Collected data entries
========
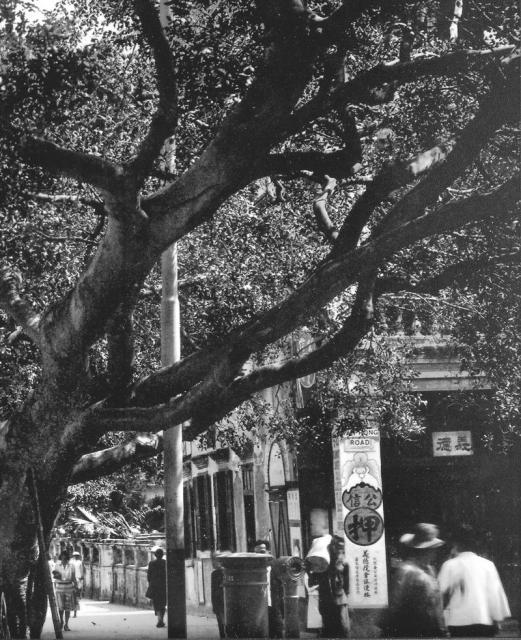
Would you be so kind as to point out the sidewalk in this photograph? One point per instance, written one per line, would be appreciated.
(103, 621)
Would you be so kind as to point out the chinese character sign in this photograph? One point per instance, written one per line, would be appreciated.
(360, 507)
(452, 443)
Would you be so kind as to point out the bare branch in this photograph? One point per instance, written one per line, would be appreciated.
(378, 84)
(337, 164)
(456, 17)
(320, 209)
(164, 120)
(205, 400)
(393, 176)
(497, 108)
(18, 309)
(64, 197)
(464, 271)
(120, 345)
(83, 166)
(102, 463)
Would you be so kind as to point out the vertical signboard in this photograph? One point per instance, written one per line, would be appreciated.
(359, 508)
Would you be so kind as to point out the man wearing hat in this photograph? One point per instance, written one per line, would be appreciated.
(475, 602)
(415, 608)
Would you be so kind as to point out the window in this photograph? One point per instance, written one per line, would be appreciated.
(249, 505)
(188, 499)
(225, 516)
(203, 513)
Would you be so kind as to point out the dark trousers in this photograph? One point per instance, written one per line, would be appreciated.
(335, 621)
(474, 631)
(275, 622)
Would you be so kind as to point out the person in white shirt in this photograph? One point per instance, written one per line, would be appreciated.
(473, 596)
(77, 563)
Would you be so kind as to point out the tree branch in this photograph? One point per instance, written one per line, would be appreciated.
(217, 392)
(64, 197)
(463, 271)
(337, 164)
(19, 310)
(320, 210)
(497, 108)
(164, 121)
(83, 166)
(395, 175)
(102, 463)
(378, 84)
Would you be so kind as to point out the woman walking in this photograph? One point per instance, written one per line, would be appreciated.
(65, 585)
(156, 591)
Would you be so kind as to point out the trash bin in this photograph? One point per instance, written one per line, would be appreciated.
(246, 595)
(290, 569)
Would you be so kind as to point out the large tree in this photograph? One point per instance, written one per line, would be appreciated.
(402, 114)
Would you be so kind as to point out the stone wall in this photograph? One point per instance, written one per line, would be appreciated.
(116, 570)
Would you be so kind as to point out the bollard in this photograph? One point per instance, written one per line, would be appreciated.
(290, 570)
(246, 595)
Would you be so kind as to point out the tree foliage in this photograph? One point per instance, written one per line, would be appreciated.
(331, 160)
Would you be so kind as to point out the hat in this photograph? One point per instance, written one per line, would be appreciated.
(425, 536)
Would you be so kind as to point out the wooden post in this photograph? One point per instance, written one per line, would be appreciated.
(43, 556)
(173, 436)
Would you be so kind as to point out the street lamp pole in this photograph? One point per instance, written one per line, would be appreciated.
(173, 456)
(173, 436)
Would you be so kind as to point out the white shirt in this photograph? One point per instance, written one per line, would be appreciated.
(476, 595)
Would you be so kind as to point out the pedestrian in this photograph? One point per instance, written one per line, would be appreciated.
(217, 590)
(333, 589)
(65, 586)
(415, 607)
(77, 562)
(275, 595)
(473, 596)
(156, 576)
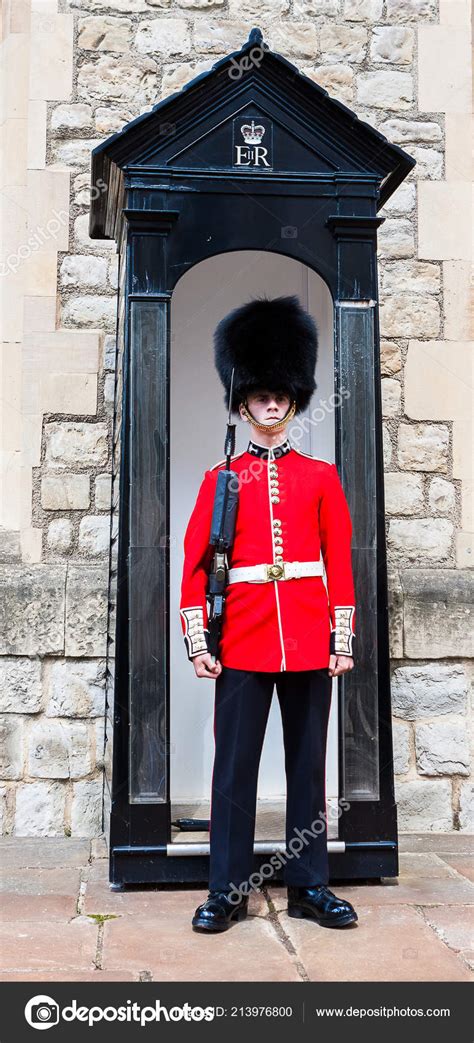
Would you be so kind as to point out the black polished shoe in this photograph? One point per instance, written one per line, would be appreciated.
(217, 912)
(318, 903)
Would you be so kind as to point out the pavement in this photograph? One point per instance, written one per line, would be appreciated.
(61, 922)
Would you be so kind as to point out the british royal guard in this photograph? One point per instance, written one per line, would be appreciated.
(289, 612)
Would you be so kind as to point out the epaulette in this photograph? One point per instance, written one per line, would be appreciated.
(309, 457)
(223, 461)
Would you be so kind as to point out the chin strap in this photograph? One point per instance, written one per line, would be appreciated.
(270, 427)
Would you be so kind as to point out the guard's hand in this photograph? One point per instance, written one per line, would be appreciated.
(339, 664)
(204, 666)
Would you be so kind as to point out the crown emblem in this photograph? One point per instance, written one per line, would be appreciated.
(253, 134)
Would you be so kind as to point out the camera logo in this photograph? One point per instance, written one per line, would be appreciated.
(42, 1012)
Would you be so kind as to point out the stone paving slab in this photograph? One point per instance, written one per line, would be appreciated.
(453, 925)
(39, 894)
(412, 891)
(43, 852)
(249, 951)
(386, 945)
(42, 948)
(463, 864)
(149, 902)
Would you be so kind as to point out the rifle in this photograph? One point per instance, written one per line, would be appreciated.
(221, 537)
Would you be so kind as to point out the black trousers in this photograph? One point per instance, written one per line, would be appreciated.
(242, 703)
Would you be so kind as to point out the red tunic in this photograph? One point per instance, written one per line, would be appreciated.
(291, 507)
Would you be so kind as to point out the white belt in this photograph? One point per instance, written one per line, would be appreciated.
(285, 571)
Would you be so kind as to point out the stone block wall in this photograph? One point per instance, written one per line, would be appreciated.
(74, 72)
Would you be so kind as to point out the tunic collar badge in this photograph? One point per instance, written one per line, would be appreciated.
(262, 451)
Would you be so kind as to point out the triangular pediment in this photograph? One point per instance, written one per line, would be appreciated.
(268, 120)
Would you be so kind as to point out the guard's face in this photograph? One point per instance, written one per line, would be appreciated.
(267, 406)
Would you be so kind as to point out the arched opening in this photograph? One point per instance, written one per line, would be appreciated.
(207, 292)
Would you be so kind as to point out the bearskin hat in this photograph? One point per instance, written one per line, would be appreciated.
(270, 343)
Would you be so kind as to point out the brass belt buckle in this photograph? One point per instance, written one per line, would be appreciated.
(274, 572)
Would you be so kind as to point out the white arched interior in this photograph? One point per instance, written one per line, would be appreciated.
(197, 429)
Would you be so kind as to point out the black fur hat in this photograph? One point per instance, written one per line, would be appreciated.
(271, 343)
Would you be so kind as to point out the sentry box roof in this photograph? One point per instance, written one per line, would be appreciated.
(298, 129)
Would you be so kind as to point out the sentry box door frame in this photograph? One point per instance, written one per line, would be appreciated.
(249, 155)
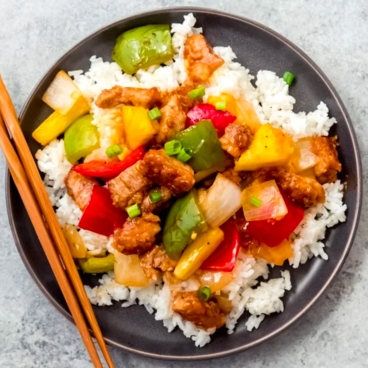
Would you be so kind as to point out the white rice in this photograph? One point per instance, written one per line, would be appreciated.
(272, 102)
========
> _TASK_: The entries above must be restated exactly in the answer, and the pictures left out.

> _SOLUTION TO THE EXERCISE_:
Would you be so kind as to point out the sidewalk in this photograph? One point per instance, written one per line, would be appreciated.
(103, 621)
Would you be so kind as to point out the chinese character sign in this photograph? One point per instance, written one per line, would be appreciated.
(360, 507)
(452, 443)
Would you be so kind as to point out the bare branch in this photograph? One point per instance, written one per line, would be appreciated.
(378, 84)
(337, 164)
(456, 17)
(320, 209)
(164, 120)
(205, 400)
(393, 176)
(497, 108)
(18, 309)
(64, 197)
(464, 271)
(120, 345)
(83, 166)
(102, 463)
Would you be so kind as to point out the vertical signboard in this photograph? One point per instance, written one per line, would be appreciated.
(359, 508)
Would you be so kind as to point out the man wearing hat in this photograph? One point per instance, written one per line, would be appreciated.
(475, 602)
(415, 608)
Would you be so kind as to point out the window in this photograph? One point per instance, written one per line, would be appreciated.
(249, 505)
(188, 499)
(225, 516)
(203, 513)
Would you be so kind as to point out the dark trousers in this photograph? One point per instance, written one per line, would be appreciated.
(335, 621)
(474, 631)
(275, 622)
Would you be so kind as to point out the person in white shirt in this photograph? One point per instance, written one per line, would be appreciated.
(473, 596)
(77, 563)
Would you be so kind as to point out the tree branch in this photograph? One point per instance, written one per line, would be appreciated.
(217, 392)
(64, 197)
(463, 271)
(337, 164)
(19, 310)
(320, 210)
(497, 108)
(164, 121)
(83, 166)
(395, 175)
(102, 463)
(378, 84)
Would you be so kind as to point out the woman walking in this photograph? One point per instance, written one per line, would be appreciated.
(65, 585)
(156, 591)
Would you be so kind as to point out the trash bin in this photograph? One point per instance, written one per line, would be appreciated.
(246, 595)
(290, 569)
Would you be so kind as to point out the large tree in this photograph? One point per instance, written one per line, would be appreciated.
(402, 114)
Would you be so kind as to point out the stone wall in this photograph? One point per instance, written one per line, would be appreciated.
(116, 570)
Would you be so kind as to point out the bollard in this photograph? One point per instance, written one per line, would be appreciated.
(290, 570)
(246, 595)
Would you be so kind as to point out the tree foliage in this photograph? One point per instance, written one per line, would be appreciated.
(331, 160)
Would you be so kind as to point out the hat in this photograph? One point per instance, written one per line, would be appreciated.
(425, 536)
Would you be so kind as to point out the wooden post in this photograph? One point per instance, written one per line, would be appreciated.
(43, 556)
(173, 436)
Would you be so kind as to point out the street lamp pole in this photograph? One point per instance, written one per line, would be appreciated.
(173, 456)
(173, 436)
Would you be so kind as to point out the white shirt in this photograph? One point per instance, written one per line, would be appreciated.
(476, 595)
Would you be so kind as to point out the pedestrian in this photograph? One point per instance, written one per line, would be appreciated.
(217, 590)
(333, 589)
(65, 586)
(415, 607)
(77, 562)
(275, 595)
(473, 596)
(156, 576)
Would you be so kind as to point out the black polished shoe in this photograph? One point per instance, written one per line, would be appreciated.
(217, 912)
(318, 903)
Would you be so kind as to point out the pavement in this photograph? One point per instance, written one per line, would be appreciated.
(61, 922)
Would you be so kind as to point out the british royal guard in this photograph? One point per instance, written one per line, would be appreciated.
(289, 612)
Would you be so kind as to point out the epaulette in this photograph? One point per instance, written one per line, would be appreciated.
(309, 457)
(223, 461)
Would you be so kind as to point out the chin strap in this photograph? One point per instance, written one per line, would be appreciated.
(270, 427)
Would you be so kind as to point out the guard's hand in this photograph? One point per instance, written one per line, would be appreciated.
(339, 664)
(204, 666)
Would you be so kind as to point out the crown emblem in this photograph? One point per instance, written one per line, would be appreciated.
(253, 134)
Would you be so kind as to point out the camera logo in this photograph? One point per instance, written one per line, would be appreciated.
(42, 1012)
Would you be so kind as to point out the stone paving slab in this photograph? One point per instance, written one per line, would be appreciated.
(453, 925)
(39, 894)
(412, 891)
(43, 852)
(249, 951)
(386, 945)
(42, 948)
(463, 864)
(149, 902)
Would you be so kind as to point out the rifle in this photograph? One point per instance, written one per line, would be appreciated.
(221, 537)
Would you be so kind as to point out the black trousers in this photograph? One point per instance, written one per line, would be appreciated.
(242, 703)
Would you be so kind as to point out the red tunic in this photograph? One point per instance, written one per line, would be appreciated.
(291, 507)
Would you be so kind as to point out the white belt in this photograph? One point per instance, written one per line, would be appreciated.
(285, 571)
Would you be so kind as to point out the stone block wall in this photograph? One point per instance, written one per line, would be appreciated.
(74, 72)
Would you be so kind as to point out the tunic collar badge in this photograph? One point per instance, written one per line, would be appreciated.
(262, 451)
Would you be so kind as to point out the triangular pediment in this photograph? One point per instance, written one per line, would be appreciated.
(268, 120)
Would you be so kind as to point out the guard's face in this photograph? One point per instance, written one per line, would be appreciated.
(267, 406)
Would you be so kind as to point out the arched opening in this photograph? One point per instance, written one per line, would be appreciated.
(207, 292)
Would you be so kind as to point out the bearskin hat in this photograph? One point per instance, written one per line, would be appreciated.
(270, 343)
Would you be so kind as to point out the brass belt buckle in this photograph? One point per instance, written one per line, would be appreciated.
(274, 572)
Would you be so kind as to point out the white arched interior in this photograph? One point per instance, written one per line, would be appreciated.
(197, 429)
Would you be so kind as to point out the black fur hat in this photograph? One point per instance, written one per line, would be appreciated.
(271, 343)
Would you be so kind as to point out the sentry box roof in this photograph? One point per instance, written one per line, would be appreciated.
(298, 129)
Would you be so kind as to point out the sentry box door frame in this photograph? One point per instance, written one per line, would be appreciated.
(249, 155)
Would you be so kind as to point out the white rice in this photograph? One point per instance, written one per line, would be appreciated.
(272, 102)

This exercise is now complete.